§ INSTRUCTIONS FOR THE TASK
Output every line of the data below verbatim, from the first line through the last.

┌──

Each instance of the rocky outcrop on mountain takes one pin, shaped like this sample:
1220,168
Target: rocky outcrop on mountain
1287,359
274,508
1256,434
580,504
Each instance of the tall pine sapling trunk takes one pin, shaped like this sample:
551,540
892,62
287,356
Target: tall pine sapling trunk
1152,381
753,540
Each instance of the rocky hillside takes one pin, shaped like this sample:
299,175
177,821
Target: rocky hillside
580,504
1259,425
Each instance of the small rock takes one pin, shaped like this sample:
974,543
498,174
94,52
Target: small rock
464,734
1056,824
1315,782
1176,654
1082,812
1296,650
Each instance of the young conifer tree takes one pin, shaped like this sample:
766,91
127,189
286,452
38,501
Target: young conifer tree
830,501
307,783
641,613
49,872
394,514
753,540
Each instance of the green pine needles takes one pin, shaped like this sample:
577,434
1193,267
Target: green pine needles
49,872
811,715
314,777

└──

§ FULL SOLUTION
Each instance of the rocky outcrop on mountain takes one pin, shaped like this sample:
1220,168
Target: rocky outcrop on mountain
1287,359
274,508
1256,434
580,504
Each instance of the tall pine sapling trunk takes one pin, shaped like this sample:
551,540
892,62
287,356
Target: tall pine sapling trunk
1152,381
753,540
Each instance of the rocky hillside takes one pin, shaped like this sample:
299,175
177,821
Target: rocky hillside
580,504
1259,425
Each instance of the small rock takes one pin, shaped like this sample:
974,543
498,174
94,52
Target: small rock
464,734
1056,824
1315,782
1176,654
1082,812
1296,650
Each instance of the young conifer tree takes one pin, shaped like this sample:
766,91
127,189
286,452
38,501
Target: young conifer tree
830,501
307,783
641,613
49,872
394,514
753,540
Each instance of the green pine needles takes one pin, shaped like this sample:
577,434
1193,267
Target: green pine needles
49,872
811,715
314,777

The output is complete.